• _BRANO SELEZIONATO_:

Al Natale del 2021 e alla ripresa delle lezioni siamo arrivati purtroppo più o meno nelle stesse condizioni dello scorso anno, con le mascherine che coprono il sorriso di tutti noi a partire da quello dei bambini, con la minaccia del Covid sempre viva che costringe tutti ad un distanziamento che inizia a fare male per davvero. A scuola non ci è concesso di essere una comunità, fare quello che abbiamo sempre fatto: cantare, ballare, muoverci, suonare, invitare i genitori. Questi ultimi ormai sono diventati come dei personaggi televisivi, visibili solo da un monitor.
L’evento della nascita di Gesù ha diviso la storia in due: il tempo “avanti Cristo” e “dopo Cristo”. Trovo un’analogia con l’esperienza che stiamo vivendo: “prima della pandemia” e “dopo la pandemia” sono diventate espressioni purtroppo comuni nel nostro linguaggio. Inevitabilmente le nostre vite hanno vissuto una spaccatura, trovandoci in un tempo sospeso di cui ancora facciamo fatica a vedere la luce.
Eppure nel tempo del Natale ci sono delle luci: la stella che guida i magi illumina l’oscurità della notte e il buio che è dentro di noi. Nella lotta al Covid – la grande sfida del nostro tempo – la luce è rappresentata dai vaccini che aiutano a salvare tante vite. La fede e la scienza si trovano ancora una volta in dialogo e percorrono la stessa strada in soccorso dell’uomo: una vuole salvare l’anima, l’altra vuole proteggere la vita delle persone.
Anche al tempo di Gesù c’era chi predicava una cultura di morte e distruzione: in Erode vediamo la crudeltà più spietata, culminata nella strage degli innocenti. Non mancano purtroppo esempi che vanno in questo senso nel panorama attuale e sono sotto gli occhi di tutti.
Il Natale nasce in uno scenario di guerra: il popolo romano indice un censimento al popolo invaso. In migliaia si mettono in viaggio per raggiungere il luogo natio. Tra questi ci sono anche Maria e Giuseppe che si mettono in viaggio. Su di un asino? Un cammello? Poco importa, sicuramente hanno vissuto l’esperienza dei profughi in cerca di un rifugio. Hanno abbandonato la loro terra una seconda volta per sfuggire ancora una volta all’ira di Erode fuggendo in Egitto. La Santa Famiglia di Nazaret era una famiglia di profughi.
Non c’è molta differenza dalle immagini che vediamo in televisione, che testimonia la gente disperata nel confine tra Polonia e Bielorussia, dai migranti che in preda alla disperazione arrivano dal mare sui barconi, dai bambini di Lesbo abbracciati da Papa Francesco. Anch’essi non trovano un riparo, una casa capace di accoglierli nell’Europa cristiana.

• _CONSEGNA 1_: Cita alla lettera il passo della riflessione sul Natale che si apre con le parole contenenti "Eppure nel tempo" e si chiude con "occhi di tutti.".
• _CONSEGNA 2_: Prosegui la riflessione sul Natale a partire dall'ultima frase riportata.
Le voci seguenti provengono da una fonte diversa dalla riflessione sul Natale.

• _ESTRATTI DEL DATASET_:
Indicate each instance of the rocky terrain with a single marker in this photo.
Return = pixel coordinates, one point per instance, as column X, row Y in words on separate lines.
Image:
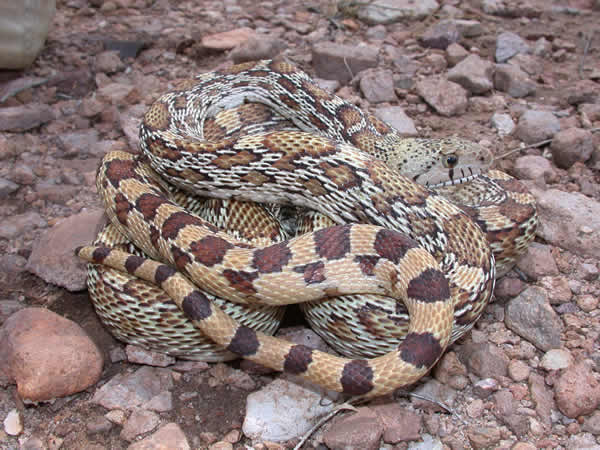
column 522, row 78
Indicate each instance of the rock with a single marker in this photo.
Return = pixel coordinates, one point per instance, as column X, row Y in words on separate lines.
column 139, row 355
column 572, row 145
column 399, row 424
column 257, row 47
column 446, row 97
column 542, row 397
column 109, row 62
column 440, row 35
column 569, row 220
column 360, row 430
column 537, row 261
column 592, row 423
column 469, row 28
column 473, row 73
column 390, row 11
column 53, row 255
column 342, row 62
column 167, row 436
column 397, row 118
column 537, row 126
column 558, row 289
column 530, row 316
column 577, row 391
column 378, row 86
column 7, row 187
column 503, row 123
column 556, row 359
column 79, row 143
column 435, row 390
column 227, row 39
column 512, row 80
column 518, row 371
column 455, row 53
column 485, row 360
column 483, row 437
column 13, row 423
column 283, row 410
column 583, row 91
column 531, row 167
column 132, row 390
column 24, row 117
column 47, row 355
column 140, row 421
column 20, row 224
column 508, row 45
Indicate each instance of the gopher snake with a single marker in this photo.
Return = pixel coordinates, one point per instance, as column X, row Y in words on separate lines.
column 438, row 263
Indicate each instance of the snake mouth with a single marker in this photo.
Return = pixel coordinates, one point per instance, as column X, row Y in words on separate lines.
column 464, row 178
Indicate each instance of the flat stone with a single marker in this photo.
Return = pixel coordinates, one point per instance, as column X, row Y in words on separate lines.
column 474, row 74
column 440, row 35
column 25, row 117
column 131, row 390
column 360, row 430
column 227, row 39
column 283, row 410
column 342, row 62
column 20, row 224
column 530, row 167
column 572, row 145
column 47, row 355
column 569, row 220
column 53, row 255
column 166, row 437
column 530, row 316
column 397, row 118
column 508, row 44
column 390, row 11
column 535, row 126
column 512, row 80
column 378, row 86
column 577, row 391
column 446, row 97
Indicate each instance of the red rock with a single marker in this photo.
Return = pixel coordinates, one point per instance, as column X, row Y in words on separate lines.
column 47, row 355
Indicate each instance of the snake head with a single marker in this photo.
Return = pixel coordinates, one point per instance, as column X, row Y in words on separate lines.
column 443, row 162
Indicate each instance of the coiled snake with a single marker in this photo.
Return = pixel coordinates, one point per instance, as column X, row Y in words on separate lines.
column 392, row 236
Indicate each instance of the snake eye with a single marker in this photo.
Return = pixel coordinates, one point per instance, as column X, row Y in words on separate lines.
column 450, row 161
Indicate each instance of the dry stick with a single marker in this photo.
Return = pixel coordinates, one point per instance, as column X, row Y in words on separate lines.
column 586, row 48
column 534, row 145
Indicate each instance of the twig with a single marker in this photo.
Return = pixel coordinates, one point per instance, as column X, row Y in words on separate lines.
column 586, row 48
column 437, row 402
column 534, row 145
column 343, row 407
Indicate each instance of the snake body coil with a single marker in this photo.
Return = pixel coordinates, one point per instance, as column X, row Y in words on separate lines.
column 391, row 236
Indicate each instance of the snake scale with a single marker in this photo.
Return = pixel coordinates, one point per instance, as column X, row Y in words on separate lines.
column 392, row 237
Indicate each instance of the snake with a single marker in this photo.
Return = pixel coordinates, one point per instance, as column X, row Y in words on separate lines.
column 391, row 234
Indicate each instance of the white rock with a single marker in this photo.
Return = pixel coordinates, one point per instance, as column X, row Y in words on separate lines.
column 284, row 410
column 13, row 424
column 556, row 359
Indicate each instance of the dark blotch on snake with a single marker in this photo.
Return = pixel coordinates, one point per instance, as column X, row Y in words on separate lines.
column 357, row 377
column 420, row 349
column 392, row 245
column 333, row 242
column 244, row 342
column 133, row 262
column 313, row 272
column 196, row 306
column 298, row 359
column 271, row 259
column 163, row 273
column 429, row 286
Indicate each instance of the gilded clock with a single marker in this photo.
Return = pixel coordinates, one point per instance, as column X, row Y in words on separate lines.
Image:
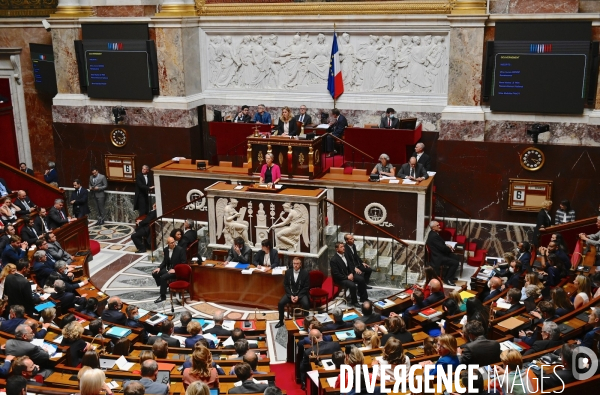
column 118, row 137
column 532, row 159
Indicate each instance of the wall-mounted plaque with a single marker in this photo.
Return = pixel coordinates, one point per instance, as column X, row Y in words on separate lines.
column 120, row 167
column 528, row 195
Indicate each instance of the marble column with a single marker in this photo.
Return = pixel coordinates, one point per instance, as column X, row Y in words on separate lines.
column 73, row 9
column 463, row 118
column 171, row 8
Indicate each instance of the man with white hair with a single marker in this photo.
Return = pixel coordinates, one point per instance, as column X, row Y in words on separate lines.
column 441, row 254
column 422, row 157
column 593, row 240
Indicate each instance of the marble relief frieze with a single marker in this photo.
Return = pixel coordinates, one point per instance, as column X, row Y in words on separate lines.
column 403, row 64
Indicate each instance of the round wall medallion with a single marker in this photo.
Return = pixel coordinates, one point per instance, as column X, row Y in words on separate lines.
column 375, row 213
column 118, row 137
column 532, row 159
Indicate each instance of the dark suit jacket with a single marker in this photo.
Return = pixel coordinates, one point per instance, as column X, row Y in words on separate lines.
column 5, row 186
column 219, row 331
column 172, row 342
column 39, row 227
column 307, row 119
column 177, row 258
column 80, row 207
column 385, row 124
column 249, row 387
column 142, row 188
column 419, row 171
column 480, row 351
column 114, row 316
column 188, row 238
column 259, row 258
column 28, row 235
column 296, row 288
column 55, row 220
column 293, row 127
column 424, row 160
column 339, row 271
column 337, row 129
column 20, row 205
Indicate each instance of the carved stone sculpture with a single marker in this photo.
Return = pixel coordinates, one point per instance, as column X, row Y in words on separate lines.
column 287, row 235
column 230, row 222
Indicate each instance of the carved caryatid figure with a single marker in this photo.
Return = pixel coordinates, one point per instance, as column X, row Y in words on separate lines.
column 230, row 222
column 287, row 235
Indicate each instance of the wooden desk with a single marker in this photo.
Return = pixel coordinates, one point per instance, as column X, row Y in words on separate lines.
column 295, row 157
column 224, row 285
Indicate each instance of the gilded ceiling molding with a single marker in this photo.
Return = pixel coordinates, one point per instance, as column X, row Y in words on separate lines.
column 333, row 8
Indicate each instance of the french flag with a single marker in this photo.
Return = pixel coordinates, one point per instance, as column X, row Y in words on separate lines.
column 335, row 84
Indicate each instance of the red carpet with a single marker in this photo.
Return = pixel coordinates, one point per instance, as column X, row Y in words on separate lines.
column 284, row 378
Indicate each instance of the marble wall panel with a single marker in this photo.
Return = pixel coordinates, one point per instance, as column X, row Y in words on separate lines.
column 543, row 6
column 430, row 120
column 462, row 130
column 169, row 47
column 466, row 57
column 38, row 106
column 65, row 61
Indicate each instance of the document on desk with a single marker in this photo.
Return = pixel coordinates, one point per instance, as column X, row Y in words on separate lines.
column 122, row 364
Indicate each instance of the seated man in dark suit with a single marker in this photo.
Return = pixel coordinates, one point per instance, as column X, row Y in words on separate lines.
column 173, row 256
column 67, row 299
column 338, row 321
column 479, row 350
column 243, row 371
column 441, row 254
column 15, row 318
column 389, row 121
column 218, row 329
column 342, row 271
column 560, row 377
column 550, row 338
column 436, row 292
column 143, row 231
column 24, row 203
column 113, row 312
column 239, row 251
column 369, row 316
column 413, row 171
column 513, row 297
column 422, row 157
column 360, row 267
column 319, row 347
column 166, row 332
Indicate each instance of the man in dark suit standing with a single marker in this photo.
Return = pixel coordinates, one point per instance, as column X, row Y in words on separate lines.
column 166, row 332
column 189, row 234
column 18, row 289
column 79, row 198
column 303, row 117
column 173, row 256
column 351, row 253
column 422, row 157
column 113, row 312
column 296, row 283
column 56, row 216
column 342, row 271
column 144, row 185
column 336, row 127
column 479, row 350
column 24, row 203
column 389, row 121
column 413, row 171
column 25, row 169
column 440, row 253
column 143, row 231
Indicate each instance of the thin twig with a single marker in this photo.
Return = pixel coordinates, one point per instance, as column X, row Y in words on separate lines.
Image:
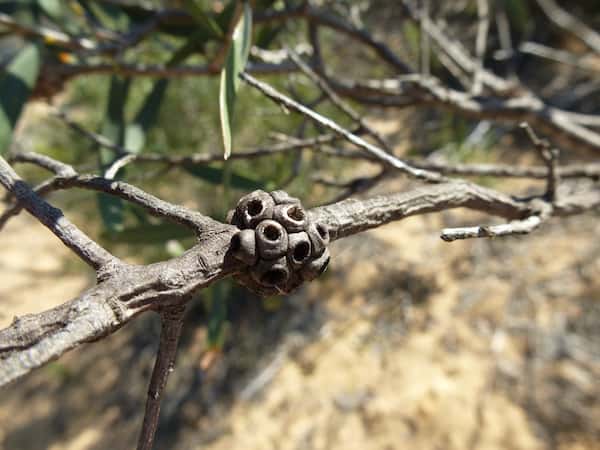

• _SPAZIO RISPOSTA 1_:
Eppure nel tempo del Natale ci sono delle luci: la stella che guida i magi illumina l’oscurità della notte e il buio che è dentro di noi. Nella lotta al Covid – la grande sfida del nostro tempo – la luce è rappresentata dai vaccini che aiutano a salvare tante vite. La fede e la scienza si trovano ancora una volta in dialogo e percorrono la stessa strada in soccorso dell’uomo: una vuole salvare l’anima, l’altra vuole proteggere la vita delle persone.
Anche al tempo di Gesù c’era chi predicava una cultura di morte e distruzione: in Erode vediamo la crudeltà più spietata, culminata nella strage degli innocenti. Non mancano purtroppo esempi che vanno in questo senso nel panorama attuale e sono sotto gli occhi di tutti.

• _SPAZIO RISPOSTA 2_:
L’attenzione di quella notte è rivolta alla mangiatoia: era questo il segno per i pastori che trovano un bambino nato vicino al mondo della gente semplice.
Davanti allo stesso scenario si ritrovano i misteriosi Magi: erano re? Sapienti? Astronomi? Regnanti essi stessi? Non lo sappiamo, li vediamo nei loro abiti sfarzosi davanti alla grotta di Betlemme adorare un Bambino. Si saranno domandati mentre viaggiavano cosa stessero cercando, chi pensavano di trovare, forse un re, un principe, un magnate. Nel loro viaggio i Magi avevano le nostre stesse inquietudini e domande. I tempi non sono poi così cambiati.
Quest’anno nel mio presepe ho pensato di ridurre un po’ la scenografia. La Sacra Famiglia non ha una capanna, né una grotta. Si trovano al centro di una luce che parte proprio dal Bambino Gesù nella speranza che possa illuminare coloro che con fede si avvicinano per adorarlo, a partire dal sottoscritto. Una luce talmente forte che vorrebbe arrivare anche ai più increduli e lontani, che possa scaldare i cuori di coloro che non si amano. Una luce capace di illuminare gli scienziati, i poeti, gli artisti, gli uomini di buona volontà che si impegnano per combattere il distanziamento sociale e quello delle anime.
A Natale sono arrivato un po’ meno scanzonato del solito ma con gli occhi pieni di speranza. I bambini mi danno gioia, sempre; figuriamoci se può essere diversamente per il Bambinello abbiamo messo nel presepe. Del resto ogni bambino è un Bambinello.